Es ist auch sonst im Urkundenprozess von der Wirksamkeit der "Zusatzvereinbarung Nr. 1" auszugehen. War die Urkunde zur Zusatzvereinbarung an die T... KG übersandt worden mit der Bitte, sie zur "rechtsverbindlichen" Gegenzeichnung zurückzusenden und ist dies mit schriftlicher Zustimmungserklärung der Firmenvorgängerin der Erstbeklagten erfolgt, dann ist darin ein Verzicht der Erstbeklagten auf den Zugang der Annahmeerklärung der Klägerin zu sehen. Daran ändert die schriftlich geäußerte Bitte der Firmenvorgängerin der Erstbeklagten, ihr nach der Gegenzeichnung "ein Exemplar für unsere Unterlagen zuzuleiten" (Bl. 136 GA), nichts. Das Landgericht hat daraus zu Recht entnommen, dass es dabei nur um die Erfüllung einer Dokumentationsfunktion ("zu unseren Unterlagen") gegangen sei. Die vorherige Bitte um Rücksendung des von der Firmenvorgängerin unterzeichneten Vertragstextes zur "rechtsverbindlichen" Gegenzeichnung konnte unbeschadet dieser Dokumentationsmaßnahme als Verzicht auf den Zugang der Annahmeerklärung gewertet werden. Nach § 151 Satz 1 BGB kommt ein Vertrag durch die Annahme des Antrags zustande, ohne dass diese Annahme dem Antragenden gegenüber erklärt zu werden braucht, wenn eine solche Erklärung nach der Verkehrssitte nicht zu erwarten ist oder der Antragende auf sie verzichtet hat. Ein konkludenter Zugangsverzicht ist bei Rechtsgeschäften, die der Schriftform unterliegen, möglich, sofern nicht gerade der mit dem Schriftformerfordernis verfolgte Zweck einen Zugang der Annahmeerklärung verlangt (vgl. BGHR BGB § 151 Zugangsverzicht 1). Für eine abweichende Beurteilung besteht hier kein Grund. Der Inhalt der Zusatzvereinbarung zum Darlehensvertrag war zwischen den Vertragsparteien abschließend festgelegt worden. Mit einer weiteren abweichenden Äußerung der Klägerin konnte die Beklagte zu 1) nicht rechnen, zumal diese um die "rechtsverbindliche" Unterzeichnung gebeten hatte. Schließlich ist der Einwand der Beklagten, es fehle am Nachweis des Zugangs der Annahmeerklärung, seinerseits treuwidrig, weil die Firmenvorgängerin der Beklagten zu 1) auch nach dem Abschluss der "Zusatzvereinbarung Nr. 1" mehrfach Leistungen im Einklang mit der Neuregelung der monatlichen Zahlungsverpflichtungen erbracht hat. Sie handelt widersprüchlich, wenn sie sich hiernach auf die Unwirksamkeit der "Zusatzvereinbarung Nr. 1" mangels Zugangs der Annahmeerklärung der Klägerin beruft.
◆ ◆ ◆
* _Aufgabenbeschreibung_:
Was steht dazu im Auszug über die Zusatzvereinbarung?
1. Worum bat die Firmenvorgängerin der Erstbeklagten für die Zeit nach der Gegenzeichnung?
2. Nach welcher Vorschrift kommt ein Vertrag zustande, ohne dass die Annahme dem Antragenden gegenüber erklärt werden muss?
3. Was hat die Firmenvorgängerin der Beklagten zu 1) nach dem Abschluss der "Zusatzvereinbarung Nr. 1" mehrfach getan?
Die Zeilen stehen in keinem Zusammenhang mit dem Auszug.

* _Angezeigte Zeilen_:
◆ ◆ ◆
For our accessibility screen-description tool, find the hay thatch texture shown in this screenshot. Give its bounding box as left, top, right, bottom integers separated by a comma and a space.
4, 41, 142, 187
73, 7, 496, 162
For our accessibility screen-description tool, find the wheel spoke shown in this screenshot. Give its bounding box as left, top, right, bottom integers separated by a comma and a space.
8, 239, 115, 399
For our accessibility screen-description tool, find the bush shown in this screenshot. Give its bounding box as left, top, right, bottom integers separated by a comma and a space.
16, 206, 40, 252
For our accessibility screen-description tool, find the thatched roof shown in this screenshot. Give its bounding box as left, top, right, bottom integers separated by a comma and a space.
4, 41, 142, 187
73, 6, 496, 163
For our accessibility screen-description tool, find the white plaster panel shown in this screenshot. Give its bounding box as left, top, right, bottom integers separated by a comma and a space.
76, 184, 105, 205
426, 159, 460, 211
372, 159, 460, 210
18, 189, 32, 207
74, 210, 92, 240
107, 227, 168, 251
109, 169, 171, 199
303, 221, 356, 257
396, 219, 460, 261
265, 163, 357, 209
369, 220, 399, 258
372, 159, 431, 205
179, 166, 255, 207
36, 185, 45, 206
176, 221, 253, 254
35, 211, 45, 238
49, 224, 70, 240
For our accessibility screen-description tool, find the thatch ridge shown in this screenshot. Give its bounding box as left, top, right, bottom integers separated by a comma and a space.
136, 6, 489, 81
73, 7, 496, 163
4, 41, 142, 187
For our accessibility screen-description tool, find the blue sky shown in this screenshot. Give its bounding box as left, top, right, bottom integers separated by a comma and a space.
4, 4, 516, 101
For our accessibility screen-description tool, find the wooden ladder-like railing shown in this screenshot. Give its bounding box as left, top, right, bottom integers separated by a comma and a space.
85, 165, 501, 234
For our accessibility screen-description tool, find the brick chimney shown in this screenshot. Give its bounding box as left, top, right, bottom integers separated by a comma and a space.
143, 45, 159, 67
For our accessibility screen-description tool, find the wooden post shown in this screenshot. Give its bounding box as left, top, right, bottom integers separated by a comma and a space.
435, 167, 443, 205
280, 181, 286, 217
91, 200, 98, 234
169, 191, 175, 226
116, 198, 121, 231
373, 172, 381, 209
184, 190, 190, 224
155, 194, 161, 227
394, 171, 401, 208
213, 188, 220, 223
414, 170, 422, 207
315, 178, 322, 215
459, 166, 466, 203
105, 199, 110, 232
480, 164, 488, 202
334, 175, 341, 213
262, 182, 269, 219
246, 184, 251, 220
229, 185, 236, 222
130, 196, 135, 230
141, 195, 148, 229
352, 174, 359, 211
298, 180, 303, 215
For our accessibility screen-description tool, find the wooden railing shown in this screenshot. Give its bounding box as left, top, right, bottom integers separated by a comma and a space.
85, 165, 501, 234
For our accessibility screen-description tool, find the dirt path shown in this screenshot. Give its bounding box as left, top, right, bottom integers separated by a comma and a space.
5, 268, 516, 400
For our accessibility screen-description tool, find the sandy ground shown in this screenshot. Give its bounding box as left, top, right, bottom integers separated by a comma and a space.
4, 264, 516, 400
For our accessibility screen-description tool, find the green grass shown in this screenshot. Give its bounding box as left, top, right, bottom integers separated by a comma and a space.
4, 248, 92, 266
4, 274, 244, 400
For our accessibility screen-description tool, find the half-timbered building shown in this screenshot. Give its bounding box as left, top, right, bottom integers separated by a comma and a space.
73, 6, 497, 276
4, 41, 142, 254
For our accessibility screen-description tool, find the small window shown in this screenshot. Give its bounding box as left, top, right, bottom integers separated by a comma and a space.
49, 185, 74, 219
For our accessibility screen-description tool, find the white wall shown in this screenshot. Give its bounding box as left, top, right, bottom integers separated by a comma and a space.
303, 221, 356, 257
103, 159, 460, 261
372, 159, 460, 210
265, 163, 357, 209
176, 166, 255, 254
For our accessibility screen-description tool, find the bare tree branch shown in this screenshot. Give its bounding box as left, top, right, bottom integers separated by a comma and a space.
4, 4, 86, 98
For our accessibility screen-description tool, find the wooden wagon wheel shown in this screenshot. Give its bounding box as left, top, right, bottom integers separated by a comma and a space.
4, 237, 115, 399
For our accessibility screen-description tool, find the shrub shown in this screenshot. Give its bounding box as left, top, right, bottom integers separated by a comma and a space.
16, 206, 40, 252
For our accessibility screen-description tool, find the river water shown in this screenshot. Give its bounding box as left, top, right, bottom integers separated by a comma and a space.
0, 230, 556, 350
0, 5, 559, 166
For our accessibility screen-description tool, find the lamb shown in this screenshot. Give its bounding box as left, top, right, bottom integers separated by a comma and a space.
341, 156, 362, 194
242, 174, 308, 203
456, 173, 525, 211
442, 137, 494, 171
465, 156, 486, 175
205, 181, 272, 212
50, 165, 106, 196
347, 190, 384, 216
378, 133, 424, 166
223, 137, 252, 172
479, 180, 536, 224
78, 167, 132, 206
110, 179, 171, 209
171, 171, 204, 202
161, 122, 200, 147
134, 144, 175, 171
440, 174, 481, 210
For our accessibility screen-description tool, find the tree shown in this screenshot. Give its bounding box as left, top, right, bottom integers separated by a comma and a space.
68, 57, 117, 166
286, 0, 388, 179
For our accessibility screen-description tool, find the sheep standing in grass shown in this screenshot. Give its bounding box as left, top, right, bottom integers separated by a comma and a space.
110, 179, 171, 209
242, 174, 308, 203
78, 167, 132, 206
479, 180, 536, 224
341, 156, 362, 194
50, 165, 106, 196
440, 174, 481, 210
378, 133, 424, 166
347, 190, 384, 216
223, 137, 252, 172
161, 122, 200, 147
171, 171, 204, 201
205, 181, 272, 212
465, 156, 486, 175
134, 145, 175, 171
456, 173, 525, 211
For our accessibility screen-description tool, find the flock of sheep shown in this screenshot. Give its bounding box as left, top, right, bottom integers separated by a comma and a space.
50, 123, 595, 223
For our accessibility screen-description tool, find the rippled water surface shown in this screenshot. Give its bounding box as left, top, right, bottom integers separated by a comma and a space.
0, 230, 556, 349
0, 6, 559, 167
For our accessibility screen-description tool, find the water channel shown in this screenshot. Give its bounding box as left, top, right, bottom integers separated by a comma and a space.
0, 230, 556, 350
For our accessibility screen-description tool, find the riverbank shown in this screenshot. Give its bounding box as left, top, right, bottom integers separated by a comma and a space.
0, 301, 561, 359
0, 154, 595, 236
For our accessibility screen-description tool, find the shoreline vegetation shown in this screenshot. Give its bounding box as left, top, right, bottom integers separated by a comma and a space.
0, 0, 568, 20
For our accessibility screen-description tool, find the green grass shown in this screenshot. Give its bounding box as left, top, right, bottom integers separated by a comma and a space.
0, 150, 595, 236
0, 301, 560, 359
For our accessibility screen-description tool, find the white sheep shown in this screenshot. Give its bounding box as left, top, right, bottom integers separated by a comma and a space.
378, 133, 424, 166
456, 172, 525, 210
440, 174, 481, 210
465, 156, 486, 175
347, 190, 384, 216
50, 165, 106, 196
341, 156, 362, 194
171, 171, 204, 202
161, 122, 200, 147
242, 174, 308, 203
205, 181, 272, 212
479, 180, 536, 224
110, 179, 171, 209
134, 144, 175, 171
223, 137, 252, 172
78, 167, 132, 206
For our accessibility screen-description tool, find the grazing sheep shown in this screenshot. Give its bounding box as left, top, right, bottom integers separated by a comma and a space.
◆ ◆ ◆
* _Ergebnis der Aufgabe_:
1. Ihr ein Exemplar für ihre Unterlagen zuzuleiten.
2. Nach § 151 Satz 1 BGB.
3. Sie hat Leistungen im Einklang mit der Neuregelung der monatlichen Zahlungsverpflichtungen erbracht.